Re: [Discuss] Efficient column updates in Iceberg

Anurag Mantripragada Fri, 06 Feb 2026 08:32:27 -0800

Hi Gabor,

Thanks for the detailed example.


I agree with Steven that Option 2 seems reasonable. I will add a section to
the design doc regarding equality delete handling, and we can discuss this
further during our meeting on Tuesday.

~Anurag

On Fri, Feb 6, 2026 at 7:08 AM Steven Wu <[email protected]> wrote:

> > 1) When deleting with eq-deletes: If there is a column update on the
> equality-filed ID we use for the delete, reject deletion
> > 2) When adding a column update on a column that is part of the equality
> field IDs in some delete, we reject the column update
>
> Gabor, this is a good scenario. The 2nd option makes sense to me, since
> equality ids are like primary key fields. If we have the 2nd rule enforced,
> the first option is not applicable anymore.
>
> On Fri, Feb 6, 2026 at 3:13 AM Gábor Kaszab <[email protected]>
> wrote:
>
>> Hey,
>>
>> Thank you for the proposal, Anurag! I made a pass recently and I think
>> there is some interference between column updates and equality deletes. Let
>> me describe below:
>>
>> Steps:
>>
>> CREATE TABLE tbl (int a, int b);
>>
>> INSERT INTO tbl VALUES (1, 11), (2, 22);  -- creates the base data file
>>
>> DELETE FROM tbl WHERE b=11;               -- creates an equality delete
>> file
>>
>> UPDATE tbl SET b=11;                                   -- writes column
>> update
>>
>>
>>
>> SELECT * FROM tbl;
>>
>> Expected result:
>>
>> (2, 11)
>>
>>
>>
>> Data and metadata created after the above steps:
>>
>> Base file
>>
>> (1, 11), (2, 22),
>>
>> seqnum=1
>>
>> EQ-delete
>>
>> b=11
>>
>> seqnum=2
>>
>> Column update
>>
>> Field ids: [field_id_for_col_b]
>>
>> seqnum=3
>>
>> Data file content: (dummy_value),(11)
>>
>>
>>
>> Read steps:
>>
>>    1. Stitch base file with column updates in reader:
>>
>> Rows: (1,dummy_value), (2,11) (Note, dummy value can be either null, or
>> 11, see the proposal for more details)
>>
>> Seqnum for base file=1
>>
>> Seqnum for column update=3
>>
>>    2. Apply eq-delete b=11, seqnum=3 on the stitched result
>>    3. Query result depends on which seqnum we carry forward to compare
>>    with the eq-delete's seqnum, but it's not correct in any of the cases
>>       1. Use seqnum from base file: we get either an empty result if
>>       'dummy_value' is 11 or we get (1, null) otherwise
>>       2. Use seqnum from last update file: don't delete any rows, result
>>       set is (1, dummy_value),(2,11)

[Items]
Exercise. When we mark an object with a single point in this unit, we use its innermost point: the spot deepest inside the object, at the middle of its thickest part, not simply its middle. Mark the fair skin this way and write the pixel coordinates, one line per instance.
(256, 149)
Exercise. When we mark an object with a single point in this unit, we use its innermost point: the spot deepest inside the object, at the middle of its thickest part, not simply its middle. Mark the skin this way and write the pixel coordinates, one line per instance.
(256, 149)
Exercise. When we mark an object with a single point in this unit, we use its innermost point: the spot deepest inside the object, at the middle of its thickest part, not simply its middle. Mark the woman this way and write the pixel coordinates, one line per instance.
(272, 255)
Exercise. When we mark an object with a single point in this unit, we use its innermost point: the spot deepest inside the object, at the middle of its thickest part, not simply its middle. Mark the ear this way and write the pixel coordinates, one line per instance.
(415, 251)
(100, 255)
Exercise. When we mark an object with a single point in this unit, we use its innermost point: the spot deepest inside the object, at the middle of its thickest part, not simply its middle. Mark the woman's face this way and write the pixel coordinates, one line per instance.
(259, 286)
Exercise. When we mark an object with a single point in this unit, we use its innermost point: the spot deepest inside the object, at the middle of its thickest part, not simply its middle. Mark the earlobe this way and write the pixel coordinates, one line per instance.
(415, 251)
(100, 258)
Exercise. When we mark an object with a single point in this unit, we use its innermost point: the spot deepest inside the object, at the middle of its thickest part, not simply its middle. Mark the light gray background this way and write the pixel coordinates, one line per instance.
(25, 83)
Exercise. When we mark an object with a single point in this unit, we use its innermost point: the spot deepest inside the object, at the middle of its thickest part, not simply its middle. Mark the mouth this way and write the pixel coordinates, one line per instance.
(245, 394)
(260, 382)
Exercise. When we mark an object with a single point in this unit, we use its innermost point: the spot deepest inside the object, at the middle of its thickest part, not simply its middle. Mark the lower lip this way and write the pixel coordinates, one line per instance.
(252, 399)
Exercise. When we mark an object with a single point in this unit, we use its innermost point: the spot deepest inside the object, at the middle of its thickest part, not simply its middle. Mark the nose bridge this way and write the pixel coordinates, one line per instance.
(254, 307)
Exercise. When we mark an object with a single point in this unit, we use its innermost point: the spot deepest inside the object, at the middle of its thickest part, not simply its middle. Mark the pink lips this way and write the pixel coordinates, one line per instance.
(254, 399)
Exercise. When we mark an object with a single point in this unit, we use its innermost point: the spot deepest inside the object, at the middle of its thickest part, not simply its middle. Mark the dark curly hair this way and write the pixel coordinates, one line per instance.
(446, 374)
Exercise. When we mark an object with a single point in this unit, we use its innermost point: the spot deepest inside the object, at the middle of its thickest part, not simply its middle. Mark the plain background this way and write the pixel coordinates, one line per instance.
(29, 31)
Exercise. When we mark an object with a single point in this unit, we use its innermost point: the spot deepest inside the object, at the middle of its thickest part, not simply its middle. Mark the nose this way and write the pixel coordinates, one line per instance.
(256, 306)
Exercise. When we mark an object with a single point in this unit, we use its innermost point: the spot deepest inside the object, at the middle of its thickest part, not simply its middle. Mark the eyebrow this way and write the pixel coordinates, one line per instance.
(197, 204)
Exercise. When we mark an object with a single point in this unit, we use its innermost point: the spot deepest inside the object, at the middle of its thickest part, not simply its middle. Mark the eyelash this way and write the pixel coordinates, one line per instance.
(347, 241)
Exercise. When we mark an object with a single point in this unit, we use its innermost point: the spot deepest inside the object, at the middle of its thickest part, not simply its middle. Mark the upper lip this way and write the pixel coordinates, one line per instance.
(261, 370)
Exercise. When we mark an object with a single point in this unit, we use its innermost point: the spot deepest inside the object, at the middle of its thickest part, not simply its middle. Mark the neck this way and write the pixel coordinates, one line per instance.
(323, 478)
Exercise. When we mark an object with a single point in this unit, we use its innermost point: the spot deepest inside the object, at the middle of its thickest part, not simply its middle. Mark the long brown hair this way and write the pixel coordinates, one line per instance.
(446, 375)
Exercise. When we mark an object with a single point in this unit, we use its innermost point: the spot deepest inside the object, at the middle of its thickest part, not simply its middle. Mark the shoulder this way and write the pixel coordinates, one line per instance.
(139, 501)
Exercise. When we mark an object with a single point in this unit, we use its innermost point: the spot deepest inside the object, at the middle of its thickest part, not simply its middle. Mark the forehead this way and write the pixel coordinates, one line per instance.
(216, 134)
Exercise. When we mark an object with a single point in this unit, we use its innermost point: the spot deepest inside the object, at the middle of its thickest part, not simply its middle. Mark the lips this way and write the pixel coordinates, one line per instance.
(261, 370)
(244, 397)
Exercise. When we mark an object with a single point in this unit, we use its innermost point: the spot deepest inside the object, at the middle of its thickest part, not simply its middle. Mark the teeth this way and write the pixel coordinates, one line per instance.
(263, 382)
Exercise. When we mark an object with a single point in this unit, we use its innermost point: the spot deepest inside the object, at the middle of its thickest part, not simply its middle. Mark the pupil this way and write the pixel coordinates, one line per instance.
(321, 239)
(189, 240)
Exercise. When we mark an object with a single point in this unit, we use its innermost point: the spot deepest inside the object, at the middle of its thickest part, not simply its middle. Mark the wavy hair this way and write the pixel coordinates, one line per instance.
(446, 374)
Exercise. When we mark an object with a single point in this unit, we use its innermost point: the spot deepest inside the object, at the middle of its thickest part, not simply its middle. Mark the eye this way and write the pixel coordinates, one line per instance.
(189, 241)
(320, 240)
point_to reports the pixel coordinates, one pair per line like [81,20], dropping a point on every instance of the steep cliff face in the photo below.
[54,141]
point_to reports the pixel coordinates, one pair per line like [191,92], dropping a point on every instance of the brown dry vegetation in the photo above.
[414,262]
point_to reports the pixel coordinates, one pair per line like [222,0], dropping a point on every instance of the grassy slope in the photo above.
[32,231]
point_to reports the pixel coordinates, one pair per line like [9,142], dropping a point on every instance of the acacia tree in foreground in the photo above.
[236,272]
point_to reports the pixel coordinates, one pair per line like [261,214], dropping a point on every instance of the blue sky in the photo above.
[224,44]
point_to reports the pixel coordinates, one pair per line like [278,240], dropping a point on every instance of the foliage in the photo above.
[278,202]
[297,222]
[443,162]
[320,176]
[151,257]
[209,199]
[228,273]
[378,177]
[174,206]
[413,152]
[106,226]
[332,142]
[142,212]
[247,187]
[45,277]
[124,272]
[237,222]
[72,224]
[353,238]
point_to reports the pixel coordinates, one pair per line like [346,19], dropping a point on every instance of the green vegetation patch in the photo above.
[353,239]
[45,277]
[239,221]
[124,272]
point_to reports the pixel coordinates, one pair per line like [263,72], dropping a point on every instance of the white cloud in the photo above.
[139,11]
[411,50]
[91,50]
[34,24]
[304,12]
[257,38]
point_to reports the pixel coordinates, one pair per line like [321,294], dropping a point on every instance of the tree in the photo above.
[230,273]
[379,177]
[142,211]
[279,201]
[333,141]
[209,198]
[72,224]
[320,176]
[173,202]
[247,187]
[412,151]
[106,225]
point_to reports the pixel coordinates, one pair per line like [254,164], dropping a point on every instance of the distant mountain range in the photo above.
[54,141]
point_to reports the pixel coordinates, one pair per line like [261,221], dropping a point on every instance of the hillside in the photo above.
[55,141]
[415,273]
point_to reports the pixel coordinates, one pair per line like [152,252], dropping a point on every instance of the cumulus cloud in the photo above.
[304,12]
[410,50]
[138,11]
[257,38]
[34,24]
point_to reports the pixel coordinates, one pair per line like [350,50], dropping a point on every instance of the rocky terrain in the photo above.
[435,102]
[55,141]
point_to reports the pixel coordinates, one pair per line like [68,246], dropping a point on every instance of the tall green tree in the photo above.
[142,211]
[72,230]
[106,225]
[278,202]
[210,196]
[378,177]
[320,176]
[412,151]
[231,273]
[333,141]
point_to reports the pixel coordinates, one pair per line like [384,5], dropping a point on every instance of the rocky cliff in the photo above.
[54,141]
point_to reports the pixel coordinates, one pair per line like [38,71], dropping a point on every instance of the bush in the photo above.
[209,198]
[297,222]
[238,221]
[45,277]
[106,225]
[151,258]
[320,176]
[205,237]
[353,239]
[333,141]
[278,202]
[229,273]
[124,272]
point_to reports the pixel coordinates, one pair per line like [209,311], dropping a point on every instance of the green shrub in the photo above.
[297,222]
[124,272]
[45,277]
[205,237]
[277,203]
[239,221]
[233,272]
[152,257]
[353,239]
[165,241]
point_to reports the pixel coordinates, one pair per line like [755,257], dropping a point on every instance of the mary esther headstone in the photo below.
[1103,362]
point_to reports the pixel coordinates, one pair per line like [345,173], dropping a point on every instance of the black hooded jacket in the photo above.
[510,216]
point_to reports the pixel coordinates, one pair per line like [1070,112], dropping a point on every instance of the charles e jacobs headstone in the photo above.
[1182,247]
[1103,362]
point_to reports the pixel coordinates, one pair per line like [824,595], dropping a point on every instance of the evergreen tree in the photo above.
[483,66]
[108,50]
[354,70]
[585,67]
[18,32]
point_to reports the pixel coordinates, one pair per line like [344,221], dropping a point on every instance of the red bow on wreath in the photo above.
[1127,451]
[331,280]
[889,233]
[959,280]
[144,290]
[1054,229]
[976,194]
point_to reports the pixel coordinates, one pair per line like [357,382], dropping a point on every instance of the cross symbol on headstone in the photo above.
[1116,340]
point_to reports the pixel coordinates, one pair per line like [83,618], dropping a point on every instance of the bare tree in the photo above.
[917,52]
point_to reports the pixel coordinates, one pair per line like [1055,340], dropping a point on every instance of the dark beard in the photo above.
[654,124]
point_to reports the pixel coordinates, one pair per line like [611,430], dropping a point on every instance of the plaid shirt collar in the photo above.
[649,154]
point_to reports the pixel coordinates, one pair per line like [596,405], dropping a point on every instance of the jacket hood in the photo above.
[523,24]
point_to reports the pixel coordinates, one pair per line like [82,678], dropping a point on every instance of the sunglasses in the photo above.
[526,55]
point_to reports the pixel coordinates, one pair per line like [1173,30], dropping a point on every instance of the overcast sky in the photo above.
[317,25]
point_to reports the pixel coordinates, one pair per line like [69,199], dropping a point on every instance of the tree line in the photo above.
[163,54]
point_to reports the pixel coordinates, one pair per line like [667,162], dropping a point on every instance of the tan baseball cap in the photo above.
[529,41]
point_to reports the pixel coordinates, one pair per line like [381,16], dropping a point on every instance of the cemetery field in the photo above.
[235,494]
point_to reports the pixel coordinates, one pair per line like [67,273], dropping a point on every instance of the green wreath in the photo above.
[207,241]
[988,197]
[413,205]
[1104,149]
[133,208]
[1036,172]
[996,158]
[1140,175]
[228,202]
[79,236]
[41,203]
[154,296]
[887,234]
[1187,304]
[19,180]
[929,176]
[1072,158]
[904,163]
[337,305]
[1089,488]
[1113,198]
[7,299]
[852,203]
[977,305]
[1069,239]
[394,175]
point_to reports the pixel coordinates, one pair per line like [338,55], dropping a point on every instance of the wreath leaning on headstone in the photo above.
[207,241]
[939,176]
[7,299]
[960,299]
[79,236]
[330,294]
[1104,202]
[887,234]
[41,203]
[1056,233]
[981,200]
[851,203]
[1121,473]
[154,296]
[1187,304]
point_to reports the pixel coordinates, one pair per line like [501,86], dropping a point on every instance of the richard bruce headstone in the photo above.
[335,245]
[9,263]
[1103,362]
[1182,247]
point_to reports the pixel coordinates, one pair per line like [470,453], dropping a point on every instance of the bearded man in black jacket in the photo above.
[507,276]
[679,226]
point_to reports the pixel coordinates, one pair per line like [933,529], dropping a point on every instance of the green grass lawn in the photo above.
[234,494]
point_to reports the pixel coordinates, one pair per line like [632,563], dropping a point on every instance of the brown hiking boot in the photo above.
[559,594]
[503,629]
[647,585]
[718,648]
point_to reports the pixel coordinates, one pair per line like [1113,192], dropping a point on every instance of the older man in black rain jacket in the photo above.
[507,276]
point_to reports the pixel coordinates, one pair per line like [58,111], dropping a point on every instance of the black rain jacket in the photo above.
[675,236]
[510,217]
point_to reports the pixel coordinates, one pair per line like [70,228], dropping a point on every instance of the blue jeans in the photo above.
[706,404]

[What is needed]
Answer from the Iceberg thread:
1. On what day does Anurag plan to discuss equality delete handling further at a meeting?
2. What does Steven say equality ids are like?
3. What expected result does Gábor give for the SELECT query in his example?
Use only the Iceberg thread, not the items, for this work.

[Answer to this problem]
1. Tuesday
2. Primary key fields
3. (2, 11)